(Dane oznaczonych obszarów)
⁂

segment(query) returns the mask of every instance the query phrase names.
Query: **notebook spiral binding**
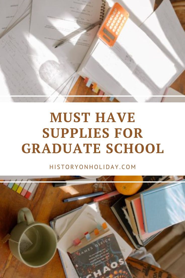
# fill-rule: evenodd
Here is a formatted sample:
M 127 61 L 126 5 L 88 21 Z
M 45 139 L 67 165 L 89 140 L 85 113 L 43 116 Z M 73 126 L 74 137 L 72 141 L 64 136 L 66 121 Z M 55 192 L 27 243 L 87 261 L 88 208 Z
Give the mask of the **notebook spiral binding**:
M 103 20 L 105 15 L 106 1 L 105 0 L 102 0 L 102 4 L 100 9 L 100 19 L 103 21 Z

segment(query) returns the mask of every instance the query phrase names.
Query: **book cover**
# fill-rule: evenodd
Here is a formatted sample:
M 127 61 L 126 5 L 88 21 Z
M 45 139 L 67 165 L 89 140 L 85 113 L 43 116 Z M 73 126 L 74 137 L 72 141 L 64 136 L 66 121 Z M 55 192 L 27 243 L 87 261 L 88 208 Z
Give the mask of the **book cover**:
M 139 235 L 141 239 L 145 240 L 150 237 L 161 231 L 161 230 L 160 230 L 151 233 L 146 232 L 145 230 L 142 208 L 140 197 L 135 199 L 131 201 L 131 202 L 139 230 Z
M 171 183 L 143 192 L 141 200 L 148 232 L 185 220 L 184 183 Z
M 80 278 L 132 278 L 114 235 L 68 254 Z

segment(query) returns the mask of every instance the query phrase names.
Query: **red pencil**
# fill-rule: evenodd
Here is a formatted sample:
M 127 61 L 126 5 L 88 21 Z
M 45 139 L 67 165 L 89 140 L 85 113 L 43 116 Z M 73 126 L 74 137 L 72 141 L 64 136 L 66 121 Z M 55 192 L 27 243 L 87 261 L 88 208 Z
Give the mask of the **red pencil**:
M 93 199 L 93 201 L 94 202 L 99 202 L 100 201 L 108 199 L 108 198 L 110 198 L 111 197 L 116 196 L 116 195 L 118 195 L 120 194 L 120 193 L 119 192 L 116 190 L 116 191 L 113 191 L 112 192 L 110 192 L 110 193 L 108 193 L 107 194 L 104 194 L 101 196 L 99 196 L 96 198 L 94 198 Z

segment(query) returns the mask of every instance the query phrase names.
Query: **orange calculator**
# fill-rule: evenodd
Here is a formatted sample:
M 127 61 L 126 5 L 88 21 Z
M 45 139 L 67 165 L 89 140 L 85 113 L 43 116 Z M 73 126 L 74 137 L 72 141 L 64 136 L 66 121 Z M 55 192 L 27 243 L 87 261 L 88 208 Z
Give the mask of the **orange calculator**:
M 118 3 L 109 11 L 97 34 L 109 46 L 113 46 L 129 16 L 129 14 Z

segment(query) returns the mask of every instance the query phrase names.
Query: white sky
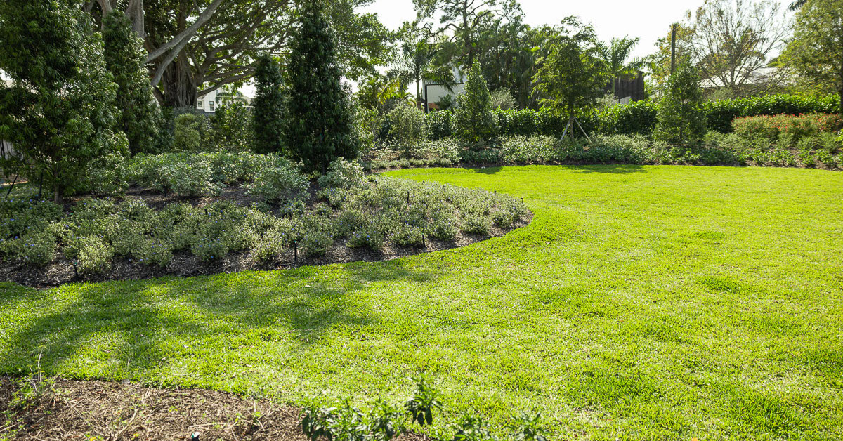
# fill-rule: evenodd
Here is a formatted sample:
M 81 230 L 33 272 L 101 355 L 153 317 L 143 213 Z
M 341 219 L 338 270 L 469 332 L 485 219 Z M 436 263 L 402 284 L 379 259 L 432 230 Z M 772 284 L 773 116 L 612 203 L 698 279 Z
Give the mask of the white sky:
M 577 15 L 594 25 L 600 40 L 612 37 L 639 37 L 633 57 L 655 51 L 656 40 L 667 35 L 670 24 L 682 21 L 685 12 L 702 6 L 704 0 L 662 0 L 630 2 L 620 0 L 519 0 L 524 21 L 532 26 L 556 24 L 568 15 Z M 788 3 L 789 2 L 781 2 Z M 378 13 L 381 23 L 397 29 L 405 21 L 416 19 L 412 0 L 375 0 L 362 9 Z

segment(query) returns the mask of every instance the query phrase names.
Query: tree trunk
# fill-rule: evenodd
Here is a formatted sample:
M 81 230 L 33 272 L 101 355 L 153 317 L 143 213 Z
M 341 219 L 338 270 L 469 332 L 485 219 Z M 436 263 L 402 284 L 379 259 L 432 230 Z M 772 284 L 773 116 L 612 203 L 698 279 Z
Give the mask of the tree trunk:
M 188 69 L 185 71 L 185 68 Z M 198 99 L 198 89 L 193 83 L 193 78 L 189 71 L 180 62 L 173 62 L 164 72 L 161 78 L 161 91 L 164 96 L 164 105 L 171 107 L 196 107 Z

⁂

→ CEL ZADANIA:
Przepisz w całości dane od początku do wiersza zawierającego „M 103 20 L 105” włącznie, przeskalowując wyłącznie współrzędne wierzchołków w odpowiedziach: pomnóż każdą przez 2,5 i zaokrąglij do liczby całkowitej, połówki w górę. Obrazów nie umieszczaj.

→ ROZWIĄZANIE ZADANIA:
segment(query) returns the mask of every instance the query phrase names.
Query: **notebook spiral binding**
# fill-rule: evenodd
Here is a formatted sample:
M 127 61 L 126 5 L 88 21 Z
M 45 139 L 67 165 L 89 140 L 85 113 L 43 116 Z M 73 126 L 74 137 L 72 141 L 64 136 L 66 121 Z M 55 192 L 27 243 L 87 261 L 88 208 Z
Give the mask of the **notebook spiral binding**:
M 258 50 L 263 38 L 265 3 L 263 0 L 255 0 L 255 10 L 250 23 L 250 48 L 258 53 Z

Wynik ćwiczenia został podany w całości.